Saved data entries
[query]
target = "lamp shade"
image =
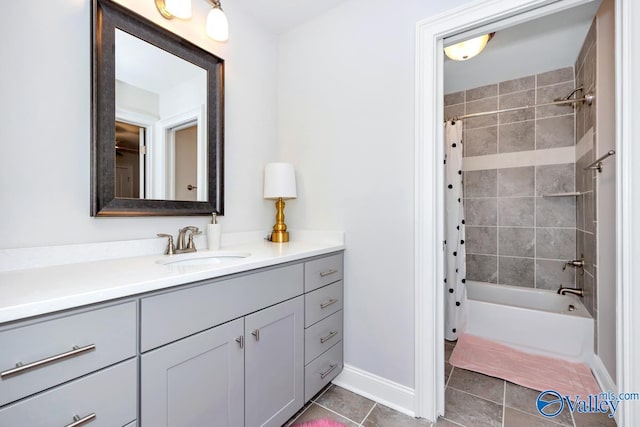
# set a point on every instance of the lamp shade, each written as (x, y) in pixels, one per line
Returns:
(468, 48)
(217, 25)
(279, 181)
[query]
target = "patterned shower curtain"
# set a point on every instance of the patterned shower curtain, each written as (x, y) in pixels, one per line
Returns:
(455, 270)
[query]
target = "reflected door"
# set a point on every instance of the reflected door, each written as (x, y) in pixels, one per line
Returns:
(186, 160)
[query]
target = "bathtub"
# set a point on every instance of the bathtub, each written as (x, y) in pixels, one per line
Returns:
(533, 320)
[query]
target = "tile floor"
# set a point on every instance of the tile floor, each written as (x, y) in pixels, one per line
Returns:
(472, 400)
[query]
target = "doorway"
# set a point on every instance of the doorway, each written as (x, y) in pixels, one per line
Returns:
(429, 383)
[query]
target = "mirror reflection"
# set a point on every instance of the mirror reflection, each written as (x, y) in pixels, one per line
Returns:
(160, 128)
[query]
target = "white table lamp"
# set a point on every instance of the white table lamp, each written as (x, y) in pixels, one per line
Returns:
(279, 184)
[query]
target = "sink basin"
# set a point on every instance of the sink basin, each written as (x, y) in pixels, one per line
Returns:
(203, 258)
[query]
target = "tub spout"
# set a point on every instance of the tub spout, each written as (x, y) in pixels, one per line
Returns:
(575, 291)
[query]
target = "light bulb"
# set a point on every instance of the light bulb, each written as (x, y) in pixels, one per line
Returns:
(217, 25)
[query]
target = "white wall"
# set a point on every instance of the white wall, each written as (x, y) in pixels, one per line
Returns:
(346, 121)
(45, 83)
(606, 186)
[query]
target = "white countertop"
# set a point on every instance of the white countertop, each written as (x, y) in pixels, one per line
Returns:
(35, 291)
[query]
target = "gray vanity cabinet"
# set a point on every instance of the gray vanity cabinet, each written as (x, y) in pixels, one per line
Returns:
(196, 381)
(274, 363)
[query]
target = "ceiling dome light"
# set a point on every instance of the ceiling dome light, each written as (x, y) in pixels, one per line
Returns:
(174, 8)
(217, 24)
(468, 48)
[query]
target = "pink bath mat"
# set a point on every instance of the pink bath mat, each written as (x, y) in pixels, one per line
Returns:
(320, 423)
(533, 371)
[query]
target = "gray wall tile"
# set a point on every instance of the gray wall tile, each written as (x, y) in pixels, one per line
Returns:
(556, 243)
(517, 99)
(590, 251)
(553, 179)
(481, 240)
(481, 211)
(518, 136)
(482, 183)
(482, 92)
(514, 208)
(589, 211)
(480, 106)
(556, 211)
(555, 76)
(516, 181)
(549, 275)
(517, 85)
(555, 132)
(482, 268)
(548, 94)
(516, 242)
(516, 211)
(516, 271)
(454, 98)
(480, 141)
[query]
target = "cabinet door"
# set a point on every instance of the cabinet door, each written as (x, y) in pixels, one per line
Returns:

- Task requirements
Except for the pictures, print the data above exactly.

- Answer to the exercise
[query]
target = "lamp shade"
image =
# set a point on every instance of the lamp shade, each written as (x, y) in pixels, one per line
Returns:
(468, 48)
(217, 25)
(279, 181)
[query]
target = "patterned shower curtain"
# set a point on every instance of the patterned shower curtain, each written as (x, y) in pixels, one per line
Returns:
(455, 270)
[query]
target = "reflected door"
# set a point on every instance of the reflected door, each written as (x, y) in pixels, one per line
Returns:
(186, 160)
[query]
target = "bathtub"
# set a point on every instance of the bathtub, each written as (x, y) in pixels, one per line
Returns:
(533, 320)
[query]
target = "tile floor"
# set a point on every instance of the tile floor, each written as (x, y) in pixels, one per line
Returns:
(472, 400)
[query]
target = "doorway"
# set a point on every instance of the doorway, each written as (x, y) in pixels, one per line
Returns:
(429, 383)
[query]
target = "mirror reflection"
# set a point on every instance of the mirror reflection, each written as (x, y) in pixels, one per line
Returns:
(160, 128)
[query]
target = "white table lamp"
# set a point on every instance of the white table lamp, each written as (x, y) in pixels, one per line
Returns:
(279, 184)
[query]
target = "sink basin"
# set a point on every instance of the sink basin, each written as (x, y) in pixels, one per line
Returns:
(203, 258)
[query]
target = "tub spout"
# set a point on every instance of the tub spout, each written as (x, y) in pixels, one per line
Returns:
(575, 291)
[query]
target = "light bulb"
# set a point on every instance of the light bulb, each written as (x, y) in pixels, one per line
Returns:
(217, 25)
[query]
target = "white wall"
# set a point on every instance of the white wall, each written as (x, y) in pixels, one per line
Returns:
(346, 121)
(45, 83)
(606, 186)
[query]
target = "white countertop"
# set a point on every instance of the white countertop, each written as (x, y) in pixels, one per line
Returns:
(35, 291)
[query]
target = "gray vanity cabinet"
# set a point on every instance of the gray vanity cabinet, each written as (x, y) in pixels, one per line
Returns:
(196, 381)
(274, 363)
[query]
target = "ceiling dome light"
# set a point on every instance of the ceiling dome light, each written as (x, y) in pixels, one per line
Returns:
(174, 8)
(217, 24)
(468, 48)
[query]
target = "pink bath mat"
# set a point on every instance of the pink bath mat, each written as (x, y) in pixels, one per line
Returns:
(320, 423)
(533, 371)
[query]
target = "gray wall tile"
# set a point on every instance of the gray wall tile, each written as (x, y) in pixels, one per line
Returns:
(556, 243)
(517, 99)
(590, 251)
(553, 179)
(481, 240)
(481, 211)
(518, 136)
(482, 183)
(482, 92)
(514, 208)
(589, 211)
(480, 106)
(556, 211)
(555, 76)
(516, 181)
(549, 275)
(517, 85)
(555, 132)
(482, 268)
(548, 94)
(516, 242)
(516, 211)
(516, 271)
(454, 98)
(480, 141)
[query]
target = "cabinet door"
# set a point on every instance of the cabinet door, each written as (x, y) in pixels, one per line
Returns:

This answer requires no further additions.